> [Entries]:
- - - - - - -
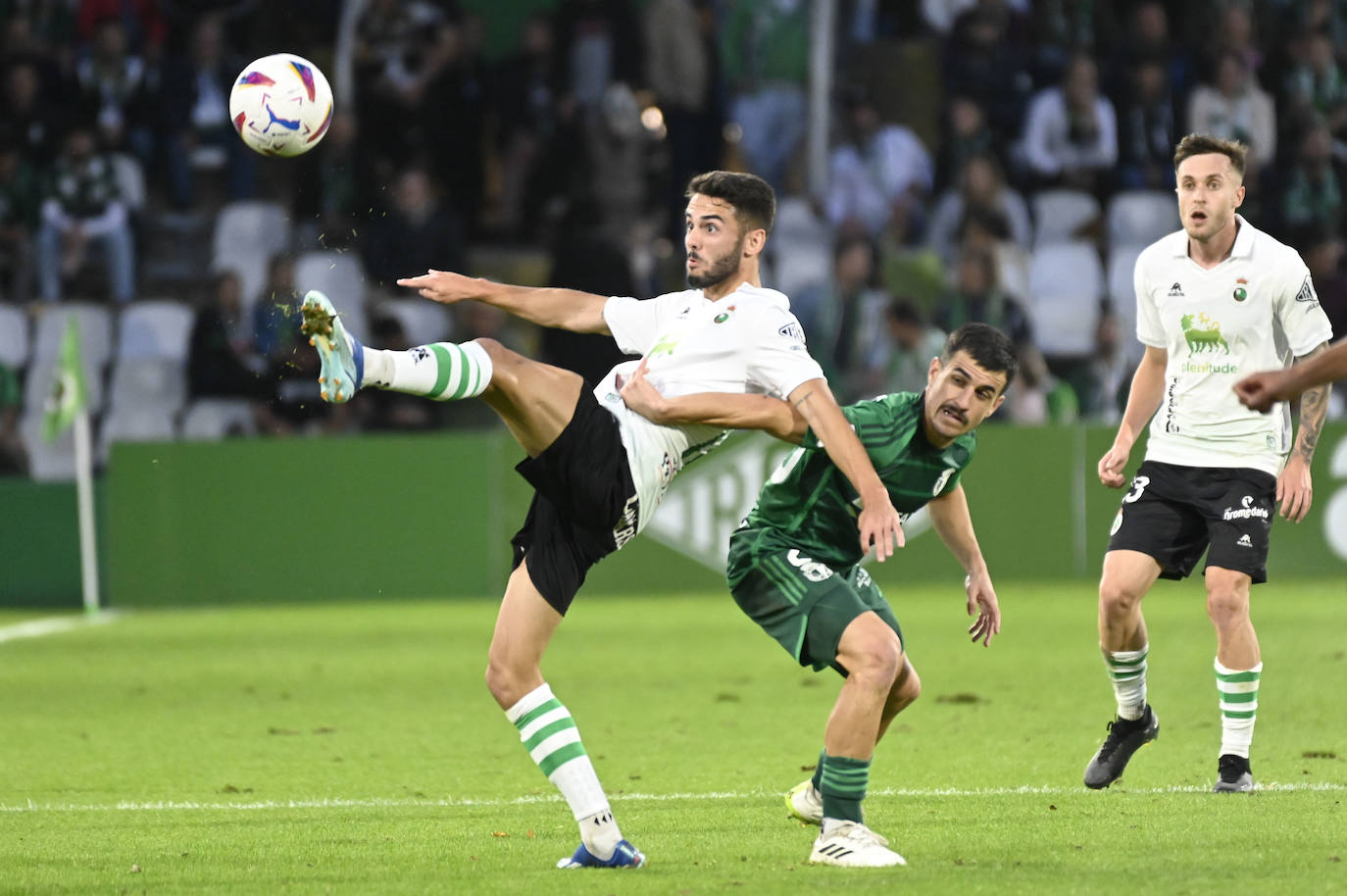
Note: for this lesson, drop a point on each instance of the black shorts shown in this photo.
- - - - - - -
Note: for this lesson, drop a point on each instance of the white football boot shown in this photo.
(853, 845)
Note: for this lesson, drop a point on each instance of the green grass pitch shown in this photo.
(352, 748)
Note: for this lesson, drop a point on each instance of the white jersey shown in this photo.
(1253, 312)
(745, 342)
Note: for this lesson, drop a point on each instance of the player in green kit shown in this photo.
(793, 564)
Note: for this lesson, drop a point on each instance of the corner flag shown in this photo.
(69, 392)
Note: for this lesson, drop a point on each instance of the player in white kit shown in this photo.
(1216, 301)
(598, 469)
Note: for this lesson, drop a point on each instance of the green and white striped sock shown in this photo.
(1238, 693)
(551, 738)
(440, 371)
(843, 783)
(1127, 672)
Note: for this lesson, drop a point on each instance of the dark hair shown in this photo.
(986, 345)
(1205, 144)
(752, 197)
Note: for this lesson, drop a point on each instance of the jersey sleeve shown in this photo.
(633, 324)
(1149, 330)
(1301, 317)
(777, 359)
- - - - - - -
Report each line in the listing above that contains the word "lesson", counting only matches with the same capitalization.

Note: for this lesson, drop a point on each instance of the black shorts shown in this photo.
Note: for this lesson, drop a point on each instance of the white football boot shown in this photo.
Note: for this lesson, drop a point on each instance of the green grass pitch shown in this photo.
Note: for this lesson, drop a point on each instance of the white jersey shown in this photo.
Note: for this lesson, drop a point on each instance of the player in green kit shown in this photo.
Note: for this lesson, drop a point on each instance of the corner flag shown in this photo.
Note: for this lesson, drop a point on each instance of the player in white kit shown in this photo.
Note: for this lesson, drop a point on each instance of the green and white striped sock shown in this photo.
Note: for this lesson, drop a point on each instance of the dark hair shown in this photo.
Note: for this lesson, drop a point on each instance of the jersey sleeve shown in this photo.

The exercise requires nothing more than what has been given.